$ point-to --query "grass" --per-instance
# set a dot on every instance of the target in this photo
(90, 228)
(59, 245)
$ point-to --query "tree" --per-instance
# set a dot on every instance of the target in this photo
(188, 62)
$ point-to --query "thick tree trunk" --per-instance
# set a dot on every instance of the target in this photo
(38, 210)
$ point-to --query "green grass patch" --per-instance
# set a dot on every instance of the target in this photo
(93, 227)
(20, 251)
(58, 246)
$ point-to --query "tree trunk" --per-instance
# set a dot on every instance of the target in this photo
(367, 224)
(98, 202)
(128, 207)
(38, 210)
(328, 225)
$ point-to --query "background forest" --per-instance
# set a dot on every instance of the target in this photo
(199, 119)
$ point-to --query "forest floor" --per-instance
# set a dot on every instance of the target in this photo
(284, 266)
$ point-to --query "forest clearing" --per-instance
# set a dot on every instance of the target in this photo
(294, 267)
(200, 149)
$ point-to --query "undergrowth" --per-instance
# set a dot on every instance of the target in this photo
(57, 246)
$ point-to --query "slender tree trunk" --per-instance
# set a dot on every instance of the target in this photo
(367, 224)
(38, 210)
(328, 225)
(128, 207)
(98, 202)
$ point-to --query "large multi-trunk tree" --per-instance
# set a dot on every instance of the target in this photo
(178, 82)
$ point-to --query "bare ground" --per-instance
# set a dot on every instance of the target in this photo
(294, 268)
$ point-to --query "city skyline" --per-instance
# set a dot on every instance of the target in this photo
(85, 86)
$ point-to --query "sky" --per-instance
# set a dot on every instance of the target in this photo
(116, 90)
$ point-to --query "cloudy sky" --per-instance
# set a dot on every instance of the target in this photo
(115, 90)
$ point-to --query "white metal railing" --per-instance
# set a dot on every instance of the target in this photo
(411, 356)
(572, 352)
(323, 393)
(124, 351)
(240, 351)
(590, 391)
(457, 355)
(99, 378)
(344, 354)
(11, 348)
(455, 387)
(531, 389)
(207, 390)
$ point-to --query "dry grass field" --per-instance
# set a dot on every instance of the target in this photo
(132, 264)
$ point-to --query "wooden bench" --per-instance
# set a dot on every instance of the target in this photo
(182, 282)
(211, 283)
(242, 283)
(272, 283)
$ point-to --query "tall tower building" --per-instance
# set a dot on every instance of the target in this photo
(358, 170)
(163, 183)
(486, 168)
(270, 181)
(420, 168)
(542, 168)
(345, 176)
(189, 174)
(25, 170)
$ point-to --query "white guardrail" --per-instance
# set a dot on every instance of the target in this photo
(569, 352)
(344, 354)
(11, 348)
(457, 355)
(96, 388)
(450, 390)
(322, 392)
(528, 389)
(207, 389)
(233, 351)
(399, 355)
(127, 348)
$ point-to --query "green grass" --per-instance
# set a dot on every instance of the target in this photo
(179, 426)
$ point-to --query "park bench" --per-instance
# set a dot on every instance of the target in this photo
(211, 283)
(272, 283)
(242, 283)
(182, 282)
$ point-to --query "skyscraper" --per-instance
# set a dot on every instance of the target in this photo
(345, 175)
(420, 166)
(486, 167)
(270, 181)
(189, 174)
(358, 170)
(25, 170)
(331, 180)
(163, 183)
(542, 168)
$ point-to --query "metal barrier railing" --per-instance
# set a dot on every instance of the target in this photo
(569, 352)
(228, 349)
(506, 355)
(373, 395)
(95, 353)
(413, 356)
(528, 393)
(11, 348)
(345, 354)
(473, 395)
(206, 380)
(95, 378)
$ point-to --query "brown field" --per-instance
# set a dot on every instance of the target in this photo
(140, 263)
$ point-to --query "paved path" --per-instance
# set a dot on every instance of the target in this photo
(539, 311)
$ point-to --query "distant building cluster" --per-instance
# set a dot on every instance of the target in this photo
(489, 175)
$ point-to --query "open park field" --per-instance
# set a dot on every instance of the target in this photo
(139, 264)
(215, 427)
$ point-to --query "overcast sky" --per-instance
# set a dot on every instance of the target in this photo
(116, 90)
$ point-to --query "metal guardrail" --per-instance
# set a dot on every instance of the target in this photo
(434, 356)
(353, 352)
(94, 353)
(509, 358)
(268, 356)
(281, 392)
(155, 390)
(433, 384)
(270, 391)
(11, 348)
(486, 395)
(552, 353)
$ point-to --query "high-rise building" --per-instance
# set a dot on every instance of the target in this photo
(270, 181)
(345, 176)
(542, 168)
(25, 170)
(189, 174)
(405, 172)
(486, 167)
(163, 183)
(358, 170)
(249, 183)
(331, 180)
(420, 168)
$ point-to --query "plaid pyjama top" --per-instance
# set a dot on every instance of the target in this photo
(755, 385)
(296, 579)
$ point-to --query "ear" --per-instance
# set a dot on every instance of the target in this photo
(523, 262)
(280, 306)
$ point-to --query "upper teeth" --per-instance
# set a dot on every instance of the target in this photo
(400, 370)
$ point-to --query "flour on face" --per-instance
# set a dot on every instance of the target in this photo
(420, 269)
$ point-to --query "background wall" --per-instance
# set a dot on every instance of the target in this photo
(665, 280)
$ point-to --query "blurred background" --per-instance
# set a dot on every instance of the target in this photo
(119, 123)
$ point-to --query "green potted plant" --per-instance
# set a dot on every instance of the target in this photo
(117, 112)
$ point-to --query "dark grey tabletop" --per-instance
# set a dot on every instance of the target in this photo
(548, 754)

================================

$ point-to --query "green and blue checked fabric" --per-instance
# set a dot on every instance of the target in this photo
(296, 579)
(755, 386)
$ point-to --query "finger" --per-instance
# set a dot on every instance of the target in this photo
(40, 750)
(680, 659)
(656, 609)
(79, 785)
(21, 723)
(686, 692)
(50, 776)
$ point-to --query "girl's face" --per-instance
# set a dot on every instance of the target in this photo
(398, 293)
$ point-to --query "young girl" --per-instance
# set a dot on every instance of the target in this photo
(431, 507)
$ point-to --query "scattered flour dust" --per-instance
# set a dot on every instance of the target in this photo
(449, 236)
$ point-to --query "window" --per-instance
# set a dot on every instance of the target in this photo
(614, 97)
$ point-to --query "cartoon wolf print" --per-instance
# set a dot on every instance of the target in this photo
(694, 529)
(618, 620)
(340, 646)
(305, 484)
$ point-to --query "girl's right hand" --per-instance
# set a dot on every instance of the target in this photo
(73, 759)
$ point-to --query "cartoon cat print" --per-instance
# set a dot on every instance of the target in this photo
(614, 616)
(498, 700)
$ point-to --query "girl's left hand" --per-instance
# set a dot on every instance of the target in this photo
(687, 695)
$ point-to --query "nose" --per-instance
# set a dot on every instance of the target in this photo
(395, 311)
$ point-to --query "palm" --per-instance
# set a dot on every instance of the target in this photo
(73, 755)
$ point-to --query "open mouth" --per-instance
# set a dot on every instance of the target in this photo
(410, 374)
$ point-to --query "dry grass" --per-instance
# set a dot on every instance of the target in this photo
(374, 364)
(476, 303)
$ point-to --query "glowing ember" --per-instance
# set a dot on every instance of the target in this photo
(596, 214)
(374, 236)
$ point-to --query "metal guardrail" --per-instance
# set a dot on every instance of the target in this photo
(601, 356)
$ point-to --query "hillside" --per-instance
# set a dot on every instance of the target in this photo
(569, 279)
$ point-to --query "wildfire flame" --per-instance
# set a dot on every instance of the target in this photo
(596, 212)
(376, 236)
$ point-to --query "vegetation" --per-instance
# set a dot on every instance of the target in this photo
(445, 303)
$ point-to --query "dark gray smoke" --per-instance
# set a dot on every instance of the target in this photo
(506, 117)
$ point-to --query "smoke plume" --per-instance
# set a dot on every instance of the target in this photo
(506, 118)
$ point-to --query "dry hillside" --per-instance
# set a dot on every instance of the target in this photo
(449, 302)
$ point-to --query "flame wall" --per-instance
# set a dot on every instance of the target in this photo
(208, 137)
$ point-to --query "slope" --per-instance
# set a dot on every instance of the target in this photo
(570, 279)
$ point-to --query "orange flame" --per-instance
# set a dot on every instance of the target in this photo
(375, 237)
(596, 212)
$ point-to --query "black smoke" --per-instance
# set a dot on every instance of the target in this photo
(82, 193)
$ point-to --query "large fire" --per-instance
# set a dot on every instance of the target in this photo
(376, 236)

================================

- Tarefa curta: Identifique nas entradas acima cada linha em que aparece a palavra "grass" e copie essas linhas. Maiúsculas e minúsculas devem ser diferenciadas.

- Saída completa:
$ point-to --query "grass" --per-instance
$ point-to --query "green grass patch" --per-instance
$ point-to --query "dry grass field" --per-instance
$ point-to --query "green grass" --per-instance
$ point-to --query "dry grass" --per-instance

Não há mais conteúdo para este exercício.